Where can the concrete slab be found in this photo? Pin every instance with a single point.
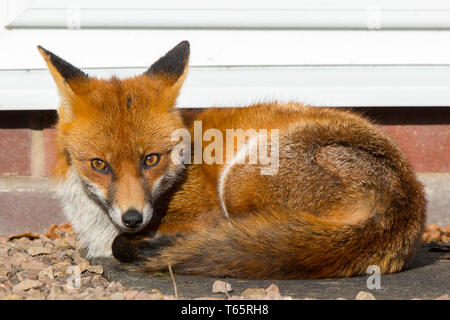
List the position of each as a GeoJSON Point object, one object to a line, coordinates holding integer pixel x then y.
{"type": "Point", "coordinates": [437, 189]}
{"type": "Point", "coordinates": [427, 278]}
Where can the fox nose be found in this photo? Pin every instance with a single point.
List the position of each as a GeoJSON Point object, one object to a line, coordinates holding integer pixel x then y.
{"type": "Point", "coordinates": [132, 218]}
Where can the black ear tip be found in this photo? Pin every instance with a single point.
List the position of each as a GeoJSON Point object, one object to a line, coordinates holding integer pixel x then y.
{"type": "Point", "coordinates": [43, 50]}
{"type": "Point", "coordinates": [185, 44]}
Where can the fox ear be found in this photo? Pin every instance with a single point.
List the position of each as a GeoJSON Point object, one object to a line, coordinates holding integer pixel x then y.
{"type": "Point", "coordinates": [173, 65]}
{"type": "Point", "coordinates": [64, 74]}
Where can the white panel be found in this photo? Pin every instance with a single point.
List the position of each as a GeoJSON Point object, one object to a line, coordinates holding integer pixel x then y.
{"type": "Point", "coordinates": [206, 87]}
{"type": "Point", "coordinates": [365, 14]}
{"type": "Point", "coordinates": [139, 48]}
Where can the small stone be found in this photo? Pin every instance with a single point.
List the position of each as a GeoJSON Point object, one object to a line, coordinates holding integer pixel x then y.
{"type": "Point", "coordinates": [363, 295]}
{"type": "Point", "coordinates": [35, 251]}
{"type": "Point", "coordinates": [130, 294]}
{"type": "Point", "coordinates": [34, 265]}
{"type": "Point", "coordinates": [18, 259]}
{"type": "Point", "coordinates": [155, 294]}
{"type": "Point", "coordinates": [27, 274]}
{"type": "Point", "coordinates": [76, 257]}
{"type": "Point", "coordinates": [22, 243]}
{"type": "Point", "coordinates": [55, 292]}
{"type": "Point", "coordinates": [273, 292]}
{"type": "Point", "coordinates": [117, 296]}
{"type": "Point", "coordinates": [27, 284]}
{"type": "Point", "coordinates": [432, 227]}
{"type": "Point", "coordinates": [95, 269]}
{"type": "Point", "coordinates": [83, 266]}
{"type": "Point", "coordinates": [62, 243]}
{"type": "Point", "coordinates": [221, 287]}
{"type": "Point", "coordinates": [254, 294]}
{"type": "Point", "coordinates": [446, 229]}
{"type": "Point", "coordinates": [99, 292]}
{"type": "Point", "coordinates": [46, 273]}
{"type": "Point", "coordinates": [60, 269]}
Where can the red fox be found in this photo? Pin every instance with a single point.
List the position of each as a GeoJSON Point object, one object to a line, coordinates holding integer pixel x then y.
{"type": "Point", "coordinates": [340, 198]}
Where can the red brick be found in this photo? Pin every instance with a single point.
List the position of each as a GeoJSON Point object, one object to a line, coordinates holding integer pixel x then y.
{"type": "Point", "coordinates": [49, 151]}
{"type": "Point", "coordinates": [427, 147]}
{"type": "Point", "coordinates": [28, 211]}
{"type": "Point", "coordinates": [15, 146]}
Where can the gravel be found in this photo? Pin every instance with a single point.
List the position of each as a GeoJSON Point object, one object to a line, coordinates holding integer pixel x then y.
{"type": "Point", "coordinates": [51, 266]}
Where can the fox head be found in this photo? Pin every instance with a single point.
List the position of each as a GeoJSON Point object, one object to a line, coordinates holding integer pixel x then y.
{"type": "Point", "coordinates": [115, 134]}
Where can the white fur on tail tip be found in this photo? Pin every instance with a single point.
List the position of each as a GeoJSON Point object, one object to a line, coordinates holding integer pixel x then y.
{"type": "Point", "coordinates": [91, 223]}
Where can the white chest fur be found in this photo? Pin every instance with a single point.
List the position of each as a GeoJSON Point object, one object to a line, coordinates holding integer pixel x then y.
{"type": "Point", "coordinates": [91, 223]}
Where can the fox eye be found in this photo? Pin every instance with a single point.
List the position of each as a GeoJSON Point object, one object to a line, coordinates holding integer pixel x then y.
{"type": "Point", "coordinates": [151, 160]}
{"type": "Point", "coordinates": [99, 165]}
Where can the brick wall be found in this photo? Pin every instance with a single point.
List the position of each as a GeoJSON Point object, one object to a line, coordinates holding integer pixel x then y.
{"type": "Point", "coordinates": [26, 138]}
{"type": "Point", "coordinates": [26, 143]}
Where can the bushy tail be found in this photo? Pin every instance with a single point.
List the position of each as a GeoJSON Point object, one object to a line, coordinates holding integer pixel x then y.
{"type": "Point", "coordinates": [278, 245]}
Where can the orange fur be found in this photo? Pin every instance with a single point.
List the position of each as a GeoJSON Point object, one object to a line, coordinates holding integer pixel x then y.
{"type": "Point", "coordinates": [344, 197]}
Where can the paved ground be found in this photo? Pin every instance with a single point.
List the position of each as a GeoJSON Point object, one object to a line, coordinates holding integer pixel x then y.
{"type": "Point", "coordinates": [427, 278]}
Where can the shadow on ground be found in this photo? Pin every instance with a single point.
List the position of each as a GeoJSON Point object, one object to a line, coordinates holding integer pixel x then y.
{"type": "Point", "coordinates": [428, 277]}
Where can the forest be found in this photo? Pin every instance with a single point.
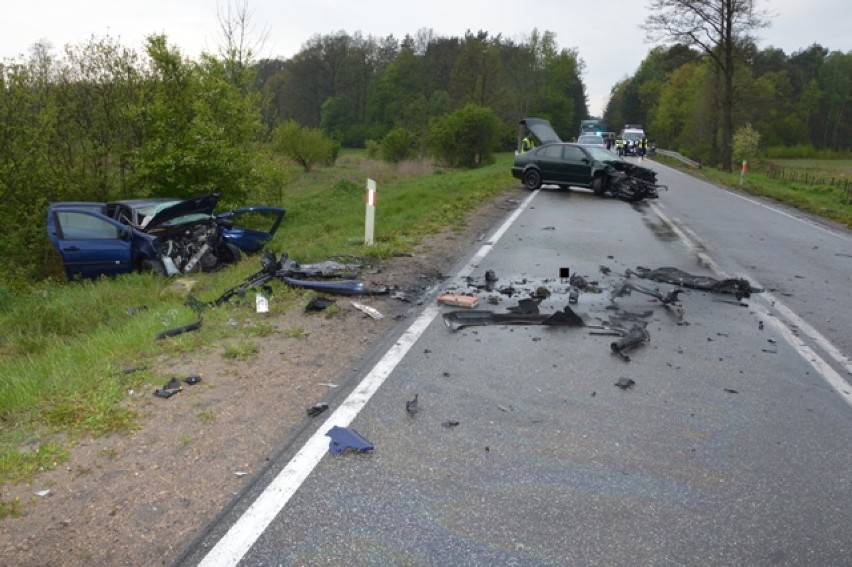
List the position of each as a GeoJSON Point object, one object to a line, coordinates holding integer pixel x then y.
{"type": "Point", "coordinates": [100, 121]}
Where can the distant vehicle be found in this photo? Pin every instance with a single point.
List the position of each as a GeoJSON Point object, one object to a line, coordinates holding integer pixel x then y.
{"type": "Point", "coordinates": [592, 126]}
{"type": "Point", "coordinates": [630, 138]}
{"type": "Point", "coordinates": [167, 236]}
{"type": "Point", "coordinates": [575, 165]}
{"type": "Point", "coordinates": [592, 140]}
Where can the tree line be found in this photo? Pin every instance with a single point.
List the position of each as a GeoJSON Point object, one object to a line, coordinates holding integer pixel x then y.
{"type": "Point", "coordinates": [802, 100]}
{"type": "Point", "coordinates": [101, 122]}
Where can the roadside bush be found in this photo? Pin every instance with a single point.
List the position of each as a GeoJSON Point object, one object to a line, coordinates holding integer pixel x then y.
{"type": "Point", "coordinates": [374, 149]}
{"type": "Point", "coordinates": [347, 186]}
{"type": "Point", "coordinates": [306, 146]}
{"type": "Point", "coordinates": [399, 144]}
{"type": "Point", "coordinates": [746, 144]}
{"type": "Point", "coordinates": [465, 138]}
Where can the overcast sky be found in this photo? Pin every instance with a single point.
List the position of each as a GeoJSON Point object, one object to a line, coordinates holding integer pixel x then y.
{"type": "Point", "coordinates": [611, 50]}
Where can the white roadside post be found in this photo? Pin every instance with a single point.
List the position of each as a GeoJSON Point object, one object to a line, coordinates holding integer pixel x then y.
{"type": "Point", "coordinates": [370, 218]}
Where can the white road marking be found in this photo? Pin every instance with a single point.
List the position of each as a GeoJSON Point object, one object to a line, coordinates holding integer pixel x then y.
{"type": "Point", "coordinates": [753, 201]}
{"type": "Point", "coordinates": [769, 302]}
{"type": "Point", "coordinates": [229, 550]}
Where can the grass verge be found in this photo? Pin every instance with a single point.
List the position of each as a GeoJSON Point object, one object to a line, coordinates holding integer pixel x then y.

= = = = = = =

[EXERCISE INSTRUCTIONS] Images in the data above are to be skipped. Retype all other material exactly.

[EXERCISE RESPONSE]
Where can the concrete slab be found in this photo? Pin every instance with a single point.
List the position of each as a GeoJSON Point object, one object to a line, coordinates holding integer pixel x then y.
{"type": "Point", "coordinates": [437, 189]}
{"type": "Point", "coordinates": [427, 278]}
Where can the fox nose be found in this photo? Pin every instance with a single point.
List the position of each as a GeoJSON Point object, one object to a line, coordinates holding integer pixel x then y.
{"type": "Point", "coordinates": [132, 218]}
Where can the black ear tip be found in this photo? Pin every instance with a single point.
List the position of each as a GeoJSON Point object, one object to a line, coordinates holding integer pixel x then y.
{"type": "Point", "coordinates": [43, 50]}
{"type": "Point", "coordinates": [185, 44]}
Where can the fox ear be found in this photo? Pin every instance with a single point.
List the position of each as a GeoJSON Point object, one object to a line, coordinates holding integer pixel x then y.
{"type": "Point", "coordinates": [173, 65]}
{"type": "Point", "coordinates": [64, 74]}
Where can the white panel be found in this photo? Pin every instance with a single point.
List the position of each as a GeoJSON Point object, one object to a line, coordinates holding integer pixel x then y.
{"type": "Point", "coordinates": [206, 87]}
{"type": "Point", "coordinates": [365, 14]}
{"type": "Point", "coordinates": [139, 48]}
Where can the small stone be found in this photo? Pin every instance with a single point.
List the position of each as a GeoJSON Point object, one object to a line, coordinates holding integer pixel x then y.
{"type": "Point", "coordinates": [363, 295]}
{"type": "Point", "coordinates": [35, 251]}
{"type": "Point", "coordinates": [130, 294]}
{"type": "Point", "coordinates": [34, 265]}
{"type": "Point", "coordinates": [18, 259]}
{"type": "Point", "coordinates": [155, 294]}
{"type": "Point", "coordinates": [27, 274]}
{"type": "Point", "coordinates": [76, 257]}
{"type": "Point", "coordinates": [22, 243]}
{"type": "Point", "coordinates": [55, 292]}
{"type": "Point", "coordinates": [273, 292]}
{"type": "Point", "coordinates": [117, 296]}
{"type": "Point", "coordinates": [27, 284]}
{"type": "Point", "coordinates": [432, 227]}
{"type": "Point", "coordinates": [95, 269]}
{"type": "Point", "coordinates": [83, 266]}
{"type": "Point", "coordinates": [62, 243]}
{"type": "Point", "coordinates": [221, 287]}
{"type": "Point", "coordinates": [254, 294]}
{"type": "Point", "coordinates": [446, 229]}
{"type": "Point", "coordinates": [99, 292]}
{"type": "Point", "coordinates": [46, 273]}
{"type": "Point", "coordinates": [60, 269]}
Where can the red fox be found in this photo? Pin every instance with a single point.
List the position of each as a GeoJSON Point object, one object to a line, coordinates holding integer pixel x then y.
{"type": "Point", "coordinates": [340, 198]}
Where can the red brick be found in this photo? Pin every instance with a single point.
List the position of each as a GeoJSON Point object, one object to a line, coordinates holding integer pixel x then y.
{"type": "Point", "coordinates": [49, 151]}
{"type": "Point", "coordinates": [427, 147]}
{"type": "Point", "coordinates": [28, 211]}
{"type": "Point", "coordinates": [15, 146]}
Where can the gravel be found in this photo? Pin every instance with a single point.
List the position of each as a GeoJSON Point object, one object to a line, coordinates holding integer pixel x then y.
{"type": "Point", "coordinates": [51, 266]}
Where can the fox head be found in this photo? Pin every instance with a single point.
List the position of each as a GeoJSON Point object, one object to a line, coordinates holding integer pixel x then y.
{"type": "Point", "coordinates": [115, 134]}
Where can the white fur on tail tip be found in this photo? Pin every instance with a single point.
List the position of each as a GeoJSON Point object, one object to a line, coordinates holding integer pixel x then y.
{"type": "Point", "coordinates": [91, 223]}
Where can the white chest fur be found in this photo? Pin every instance with a single point.
List the position of each as a GeoJSON Point object, one object to a line, coordinates holding integer pixel x then y.
{"type": "Point", "coordinates": [91, 223]}
Where can the fox eye be found in this photo? Pin every instance with a single point.
List the position of each as a GeoJSON Point object, one object to a line, coordinates holding integer pixel x then y.
{"type": "Point", "coordinates": [151, 160]}
{"type": "Point", "coordinates": [99, 165]}
Where can the brick wall be found in this photo? Pin every instance with a single point.
List the position of each as a GeoJSON Point object, one object to a line, coordinates holding integer pixel x then y.
{"type": "Point", "coordinates": [26, 138]}
{"type": "Point", "coordinates": [26, 143]}
Where can the bushy tail be found in this photo? Pin every instance with a single point.
List the position of each as a GeoJSON Point object, one object to a line, coordinates holding integer pixel x then y.
{"type": "Point", "coordinates": [278, 245]}
Where can the orange fur be found in this photo? Pin every instance with a single point.
List the position of each as a GeoJSON Point object, one object to a line, coordinates holding integer pixel x then y.
{"type": "Point", "coordinates": [344, 197]}
Where can the paved ground be found in this photo? Pin every instance with a single point.
List the position of each as a GeoJSON Point object, one object to a line, coordinates holding integer pixel x then y.
{"type": "Point", "coordinates": [427, 278]}
Where can the shadow on ground be found in this photo? Pin every instance with a single point.
List the position of each as a GeoJSON Point object, one object to a line, coordinates holding integer pixel x then y.
{"type": "Point", "coordinates": [428, 277]}
Where can the forest be found in this photo? Pin every instance with a single point.
List the position of each as a GeoJSON Point object, one object to a line, coordinates holding integer pixel x then y.
{"type": "Point", "coordinates": [100, 121]}
Where can the distant vehicle be found in this photo? Pin every instance with a single point.
List the position of each as a GeoJSON Point object, one object to a line, coordinates holding integer pixel x then y.
{"type": "Point", "coordinates": [592, 126]}
{"type": "Point", "coordinates": [630, 138]}
{"type": "Point", "coordinates": [167, 236]}
{"type": "Point", "coordinates": [575, 165]}
{"type": "Point", "coordinates": [592, 140]}
Where can the tree line be found in this photo? Pin every instance with a single point.
List the position of each as a GeoJSON Point object, one object to a line, coordinates holding integer pixel x then y.
{"type": "Point", "coordinates": [802, 100]}
{"type": "Point", "coordinates": [101, 122]}
Where can the roadside bush be found in this photo? Pin every instance with a single point.
List the position of each as a GeoJSON Point object, one object to a line, coordinates holding integer pixel x then y.
{"type": "Point", "coordinates": [374, 149]}
{"type": "Point", "coordinates": [347, 186]}
{"type": "Point", "coordinates": [306, 146]}
{"type": "Point", "coordinates": [399, 144]}
{"type": "Point", "coordinates": [746, 144]}
{"type": "Point", "coordinates": [465, 138]}
Where can the overcast sky be found in this photo? Pin every instance with a single point.
List the position of each as a GeoJSON Point object, one object to a line, coordinates holding integer pixel x then y.
{"type": "Point", "coordinates": [611, 50]}
Where can the white roadside post be found in this photo? Pin every instance with a single point.
List the position of each as a GeoJSON Point object, one object to a line, coordinates holding integer pixel x then y.
{"type": "Point", "coordinates": [370, 218]}
Where can the white road marking be found in this photo? Pin every instance with a single point.
List the position of each as a GeoJSON Point object, one object to a line, coordinates holding integer pixel x then y.
{"type": "Point", "coordinates": [753, 201]}
{"type": "Point", "coordinates": [769, 302]}
{"type": "Point", "coordinates": [229, 550]}
Where can the grass verge be found in this photo? Pin every instance with a single point.
List the position of each as a GeoJSON Point object, one object to a line, coordinates holding integer pixel x then y.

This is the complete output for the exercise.